Task instructions: The data follows this line. Copy verbatim the line with "Find — the veteran's" and each line after it to the end.

[Begin]

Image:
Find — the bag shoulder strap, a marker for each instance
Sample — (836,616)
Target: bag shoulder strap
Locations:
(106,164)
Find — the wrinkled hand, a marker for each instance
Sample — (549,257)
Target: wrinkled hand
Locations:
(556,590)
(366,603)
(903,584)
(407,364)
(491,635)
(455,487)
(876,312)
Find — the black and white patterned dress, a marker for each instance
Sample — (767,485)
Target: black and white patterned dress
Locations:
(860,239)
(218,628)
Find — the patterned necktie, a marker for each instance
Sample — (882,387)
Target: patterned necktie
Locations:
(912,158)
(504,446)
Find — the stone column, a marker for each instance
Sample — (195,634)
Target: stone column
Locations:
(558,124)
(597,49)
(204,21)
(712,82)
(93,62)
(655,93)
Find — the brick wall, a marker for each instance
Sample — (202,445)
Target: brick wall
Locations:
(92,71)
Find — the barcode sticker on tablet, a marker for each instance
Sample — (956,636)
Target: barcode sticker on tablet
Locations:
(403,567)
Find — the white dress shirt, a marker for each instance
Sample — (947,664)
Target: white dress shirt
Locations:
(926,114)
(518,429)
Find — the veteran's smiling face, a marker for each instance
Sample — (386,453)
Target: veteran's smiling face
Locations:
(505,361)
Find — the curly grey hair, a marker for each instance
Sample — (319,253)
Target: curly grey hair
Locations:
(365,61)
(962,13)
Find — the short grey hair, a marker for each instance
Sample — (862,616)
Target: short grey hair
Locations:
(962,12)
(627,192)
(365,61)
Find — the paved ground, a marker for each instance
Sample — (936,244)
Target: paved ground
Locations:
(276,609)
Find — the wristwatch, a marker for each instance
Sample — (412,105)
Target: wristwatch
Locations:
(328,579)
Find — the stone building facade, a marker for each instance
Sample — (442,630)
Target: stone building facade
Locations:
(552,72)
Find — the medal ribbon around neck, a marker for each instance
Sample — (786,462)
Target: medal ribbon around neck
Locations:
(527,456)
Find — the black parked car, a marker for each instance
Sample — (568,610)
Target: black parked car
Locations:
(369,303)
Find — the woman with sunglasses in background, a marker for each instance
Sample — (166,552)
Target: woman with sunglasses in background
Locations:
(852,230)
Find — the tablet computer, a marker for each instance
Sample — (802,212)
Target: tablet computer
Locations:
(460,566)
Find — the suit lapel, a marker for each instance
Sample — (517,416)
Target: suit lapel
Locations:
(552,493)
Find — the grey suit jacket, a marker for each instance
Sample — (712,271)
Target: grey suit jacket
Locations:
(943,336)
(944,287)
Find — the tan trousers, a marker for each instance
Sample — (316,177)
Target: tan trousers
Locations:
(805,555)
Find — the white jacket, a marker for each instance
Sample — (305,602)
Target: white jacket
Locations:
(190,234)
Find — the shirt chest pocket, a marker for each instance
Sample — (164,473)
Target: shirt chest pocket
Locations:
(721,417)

[End]

Solved exercise:
Find — the veteran's smiling face, a marker for each instance
Sample — (386,453)
Target: veteran's smiling face
Locations:
(505,361)
Find — the curly grey hair, a marker for each instance
Sample — (319,253)
Target: curly grey hair
Locations:
(365,61)
(962,13)
Find — the short grey hair, a marker for each instance
Sample — (862,616)
Target: short grey hair
Locations:
(962,12)
(627,192)
(365,61)
Find — the paved ground, a marker for each instance
Sample — (936,244)
Target: paved ground
Locations:
(276,609)
Find — the wristwatch, a marker for each instance
Sample — (412,105)
Target: wristwatch
Locations:
(328,579)
Find — the stone building facade, a marker for each instance
Sample — (442,630)
Target: stone building facade
Locations:
(552,72)
Find — the medal ribbon around neck, a marker for each instance
Sample — (786,462)
Target: medal ribbon around neck
Locations:
(527,456)
Find — the black parked car, a marker for each instance
Sample — (568,610)
Target: black parked car
Locations:
(369,303)
Find — the woman with sunglasses in background, a marker for each instance
Sample — (166,552)
Target: woman with sunglasses in background
Locations:
(852,230)
Find — the tablet computer, a marker for each instance
Sample — (802,212)
Target: tablet computer
Locations:
(460,566)
Find — the suit lapel, a marker for each instance
Sample — (517,416)
Target: suit lapel
Locations:
(552,493)
Find — the grey suit jacket, a marker for each instance
Sample — (712,271)
Target: grey suit jacket
Locations:
(943,336)
(944,287)
Find — the tan trousers, a marker for each instance
Sample — (316,177)
Target: tan trousers
Locations:
(805,555)
Find — the white jacket, a marker for each instance
Sample — (305,602)
Target: white jacket
Locations:
(190,234)
Find — the shirt chest pocket, a marker for each instance
Sample — (164,473)
Target: shirt chest pocket
Locations:
(721,417)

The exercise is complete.